# [Passage]
Begin

During his war assignments, Casey advanced first from lieutenant to major, then to lieutenant colonel and colonel. Two years after the conclusion of the war, which came on April 9, 1865, with the surrender of General Robert E. Lee to General Ulysses S. Grant at Appomattox, Virginia, Casey was transferred to Washington, DC, as an assistant to General Andrew Humphreys (1810–1883), then chief of engineers of the Army Corps of Engineers. Washington, DC, remained Casey’s permanent residence for the rest of his life, most of his time spent in an unpretentious home at 1419 K Street, NW.
It was while assistant to Humphreys that Casey came in contact (and became well acquainted) with one of America’s most celebrated, dynamic, and wealthy civilian engineers, James Eads, the builder of the world-renowned Eads Bridge spanning the Mississippi River at St. Louis, Missouri. The feud between the self-educated Eads and college-educated Humphreys was not a pleasant one, by any stretch of the imagination. It began when a federal board, headed by Humphreys, was convened to hear complaints from steamboat interests about Eads’s recently completed bridge. The board, with Humphreys as its spokesman, ordered that an expensive canal be built around Eads’s bridge to appease the ship owners.
Eads immediately rushed to Washington to confer with President Grant about the justification for the canal. He convinced Grant that such a project was totally unnecessary, and the president overruled Humphreys’s order. From that day forward, Humphreys and Eads were bitter adversaries. Casey, no doubt, was aware of and affected by this dispute and by another, even more influential clash.

End

(Records in a dataset)
Begin

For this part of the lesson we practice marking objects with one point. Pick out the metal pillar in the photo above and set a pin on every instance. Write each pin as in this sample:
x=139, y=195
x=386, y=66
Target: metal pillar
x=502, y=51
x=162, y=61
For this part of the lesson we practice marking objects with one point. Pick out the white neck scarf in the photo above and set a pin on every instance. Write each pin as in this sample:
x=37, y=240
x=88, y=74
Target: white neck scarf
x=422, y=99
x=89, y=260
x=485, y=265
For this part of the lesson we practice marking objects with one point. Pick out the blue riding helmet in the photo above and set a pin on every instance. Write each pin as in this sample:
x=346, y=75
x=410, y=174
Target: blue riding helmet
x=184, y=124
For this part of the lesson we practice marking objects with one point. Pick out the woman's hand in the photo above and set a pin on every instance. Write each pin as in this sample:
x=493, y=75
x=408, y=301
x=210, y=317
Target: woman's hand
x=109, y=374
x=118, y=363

End

# [What you will do]
Copy the stretch of the Casey passage from "During his war" through "1419 K Street, NW.", replacing "Washington, DC" with "Washington, D.C.".

# [Output for this exercise]
During his war assignments, Casey advanced first from lieutenant to major, then to lieutenant colonel and colonel. Two years after the conclusion of the war, which came on April 9, 1865, with the surrender of General Robert E. Lee to General Ulysses S. Grant at Appomattox, Virginia, Casey was transferred to Washington, D.C., as an assistant to General Andrew Humphreys (1810–1883), then chief of engineers of the Army Corps of Engineers. Washington, D.C., remained Casey’s permanent residence for the rest of his life, most of his time spent in an unpretentious home at 1419 K Street, NW.